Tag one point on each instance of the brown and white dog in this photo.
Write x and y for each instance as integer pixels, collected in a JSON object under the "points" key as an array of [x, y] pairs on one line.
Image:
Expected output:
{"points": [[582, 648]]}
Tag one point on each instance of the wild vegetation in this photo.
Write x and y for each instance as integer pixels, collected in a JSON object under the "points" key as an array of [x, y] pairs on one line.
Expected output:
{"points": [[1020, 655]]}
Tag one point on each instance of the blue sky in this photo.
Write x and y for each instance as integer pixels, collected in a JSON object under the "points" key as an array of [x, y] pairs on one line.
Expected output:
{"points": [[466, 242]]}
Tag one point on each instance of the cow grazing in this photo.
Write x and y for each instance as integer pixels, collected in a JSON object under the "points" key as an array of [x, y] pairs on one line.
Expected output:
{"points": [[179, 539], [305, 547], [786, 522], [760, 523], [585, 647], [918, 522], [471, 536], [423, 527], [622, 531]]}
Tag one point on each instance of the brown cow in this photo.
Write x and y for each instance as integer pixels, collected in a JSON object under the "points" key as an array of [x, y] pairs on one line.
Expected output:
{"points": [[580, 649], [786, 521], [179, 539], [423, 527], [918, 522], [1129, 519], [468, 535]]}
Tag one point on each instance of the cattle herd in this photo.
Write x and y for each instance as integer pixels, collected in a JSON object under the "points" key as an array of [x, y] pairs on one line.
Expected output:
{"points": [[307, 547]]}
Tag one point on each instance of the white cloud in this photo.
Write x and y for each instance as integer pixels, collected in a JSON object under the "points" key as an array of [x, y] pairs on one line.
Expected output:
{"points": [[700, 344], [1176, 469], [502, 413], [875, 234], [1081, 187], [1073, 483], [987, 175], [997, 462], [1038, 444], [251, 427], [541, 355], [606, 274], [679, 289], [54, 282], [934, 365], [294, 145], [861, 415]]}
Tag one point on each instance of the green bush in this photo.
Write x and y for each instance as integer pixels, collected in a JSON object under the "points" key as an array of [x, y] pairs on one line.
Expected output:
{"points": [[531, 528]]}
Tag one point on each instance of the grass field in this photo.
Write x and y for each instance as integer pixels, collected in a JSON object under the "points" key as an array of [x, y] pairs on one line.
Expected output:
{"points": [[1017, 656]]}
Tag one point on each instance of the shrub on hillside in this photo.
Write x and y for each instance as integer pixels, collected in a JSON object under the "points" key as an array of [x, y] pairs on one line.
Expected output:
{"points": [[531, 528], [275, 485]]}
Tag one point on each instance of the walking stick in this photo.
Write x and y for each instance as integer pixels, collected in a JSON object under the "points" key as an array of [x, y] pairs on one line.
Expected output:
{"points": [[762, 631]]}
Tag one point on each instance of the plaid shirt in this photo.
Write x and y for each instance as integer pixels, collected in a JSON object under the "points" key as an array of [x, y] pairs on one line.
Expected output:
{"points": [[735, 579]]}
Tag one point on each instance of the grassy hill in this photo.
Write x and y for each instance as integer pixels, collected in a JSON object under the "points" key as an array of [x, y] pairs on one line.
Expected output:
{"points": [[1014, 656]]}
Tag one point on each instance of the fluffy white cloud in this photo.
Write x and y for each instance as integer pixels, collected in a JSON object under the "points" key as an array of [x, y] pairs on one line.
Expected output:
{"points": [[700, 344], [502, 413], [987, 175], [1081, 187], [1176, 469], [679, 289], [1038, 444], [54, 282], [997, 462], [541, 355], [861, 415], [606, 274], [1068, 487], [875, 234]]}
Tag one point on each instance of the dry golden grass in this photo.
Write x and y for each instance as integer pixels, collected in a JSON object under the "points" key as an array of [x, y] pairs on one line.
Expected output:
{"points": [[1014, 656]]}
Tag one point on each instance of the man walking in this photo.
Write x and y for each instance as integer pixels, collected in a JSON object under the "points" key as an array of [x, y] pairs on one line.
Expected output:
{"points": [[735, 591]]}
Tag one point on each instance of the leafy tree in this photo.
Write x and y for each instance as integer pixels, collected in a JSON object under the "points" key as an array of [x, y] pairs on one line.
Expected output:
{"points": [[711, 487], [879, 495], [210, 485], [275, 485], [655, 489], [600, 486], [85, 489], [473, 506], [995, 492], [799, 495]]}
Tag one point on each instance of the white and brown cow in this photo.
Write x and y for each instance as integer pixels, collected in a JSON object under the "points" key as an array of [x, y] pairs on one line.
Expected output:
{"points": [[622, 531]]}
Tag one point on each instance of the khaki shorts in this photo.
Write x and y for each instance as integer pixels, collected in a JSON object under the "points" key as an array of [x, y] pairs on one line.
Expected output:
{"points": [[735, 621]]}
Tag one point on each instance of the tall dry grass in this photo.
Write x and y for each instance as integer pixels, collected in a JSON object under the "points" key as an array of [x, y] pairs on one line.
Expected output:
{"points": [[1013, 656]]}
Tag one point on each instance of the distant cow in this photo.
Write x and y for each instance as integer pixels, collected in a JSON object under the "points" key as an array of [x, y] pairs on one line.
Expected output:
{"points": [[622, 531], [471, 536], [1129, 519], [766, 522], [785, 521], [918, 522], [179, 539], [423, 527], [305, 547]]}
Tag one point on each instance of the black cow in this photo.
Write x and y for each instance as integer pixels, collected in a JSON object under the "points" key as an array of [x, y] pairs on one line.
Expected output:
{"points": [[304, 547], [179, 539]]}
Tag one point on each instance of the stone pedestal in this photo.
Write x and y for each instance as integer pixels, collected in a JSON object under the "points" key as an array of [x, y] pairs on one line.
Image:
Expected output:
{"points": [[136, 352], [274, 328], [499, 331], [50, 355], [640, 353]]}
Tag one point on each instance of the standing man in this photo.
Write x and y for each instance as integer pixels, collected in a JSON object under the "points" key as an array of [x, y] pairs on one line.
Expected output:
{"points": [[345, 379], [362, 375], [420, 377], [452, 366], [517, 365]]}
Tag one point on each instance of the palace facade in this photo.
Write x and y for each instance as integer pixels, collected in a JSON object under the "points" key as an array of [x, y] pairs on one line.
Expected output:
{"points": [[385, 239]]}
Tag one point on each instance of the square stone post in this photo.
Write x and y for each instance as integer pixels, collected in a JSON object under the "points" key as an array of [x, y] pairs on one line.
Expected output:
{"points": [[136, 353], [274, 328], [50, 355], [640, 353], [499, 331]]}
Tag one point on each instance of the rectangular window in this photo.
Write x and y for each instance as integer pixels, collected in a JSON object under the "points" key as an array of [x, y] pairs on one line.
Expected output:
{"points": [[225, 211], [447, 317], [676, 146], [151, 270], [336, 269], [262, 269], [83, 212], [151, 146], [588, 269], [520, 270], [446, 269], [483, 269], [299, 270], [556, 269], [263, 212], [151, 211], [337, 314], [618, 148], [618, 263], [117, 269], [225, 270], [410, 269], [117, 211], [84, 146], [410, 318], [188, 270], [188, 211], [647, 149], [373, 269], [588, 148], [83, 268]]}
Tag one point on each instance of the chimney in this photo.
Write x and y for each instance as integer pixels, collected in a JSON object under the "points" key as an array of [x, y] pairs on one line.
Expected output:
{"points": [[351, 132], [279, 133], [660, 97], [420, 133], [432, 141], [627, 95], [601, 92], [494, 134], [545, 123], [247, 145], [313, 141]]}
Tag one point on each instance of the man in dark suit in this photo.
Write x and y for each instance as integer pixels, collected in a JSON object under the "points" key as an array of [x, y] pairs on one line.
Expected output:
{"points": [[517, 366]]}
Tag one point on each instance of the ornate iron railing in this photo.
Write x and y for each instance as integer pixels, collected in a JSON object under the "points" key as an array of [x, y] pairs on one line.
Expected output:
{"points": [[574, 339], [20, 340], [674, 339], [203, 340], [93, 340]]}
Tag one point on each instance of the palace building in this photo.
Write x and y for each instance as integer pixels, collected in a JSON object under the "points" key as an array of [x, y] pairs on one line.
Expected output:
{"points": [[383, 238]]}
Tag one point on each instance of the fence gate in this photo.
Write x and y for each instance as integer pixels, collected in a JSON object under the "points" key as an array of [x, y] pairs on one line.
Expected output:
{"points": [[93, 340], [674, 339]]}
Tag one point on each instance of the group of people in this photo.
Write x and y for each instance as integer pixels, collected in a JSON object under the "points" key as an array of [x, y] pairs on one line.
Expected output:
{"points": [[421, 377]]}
━━━━━━
Repeat, with no changes, each line from the one with "Tag one point on each instance of the chimney" to the end of the listing, including both ends and nothing else.

Tag one point on each instance of the chimney in this photo.
Write x and y for each instance as integer pixels, collected in a JSON object under the "points" key as an array of [x, y] pairs on one line.
Expected output:
{"points": [[351, 132], [279, 133], [660, 97], [420, 133], [432, 141], [627, 95], [601, 92], [494, 134], [545, 123], [247, 145], [313, 141]]}
Tag one point on each instance of the man in dark suit in this photo.
Write x and y for each instance as integer pixels, collected in a JSON object under the "points" key as an array of [x, y] pairs on one line.
Expected output:
{"points": [[517, 366]]}
Tag one point on each instance of the ornate iron railing in this photo.
Write x and y for each instance as integer pixels, collected in a JSON object under the "points" key as an array of [x, y] pairs on one line.
Expected output:
{"points": [[574, 339], [20, 340], [674, 339], [203, 340], [93, 340]]}
Tag one point on each instance of the palace building in this photo.
Write x and y for each instance as integer pixels, collected in a JSON object under the "points" key as an array of [x, y] pairs on one line.
Expected output:
{"points": [[383, 238]]}
Tag one point on each instance of the fence gate in this photo.
Write x and y for each instance as integer pixels, collected in a JSON object under the "points" key as an array of [x, y] pairs on one line.
Expected output:
{"points": [[93, 340], [674, 339]]}
Tag one point on each instance of the group of people in this photo.
Write x and y for each instance as integer pixels, collected in a JSON object under the "points" key as an array of [x, y] pairs on one line.
Expected output:
{"points": [[421, 377]]}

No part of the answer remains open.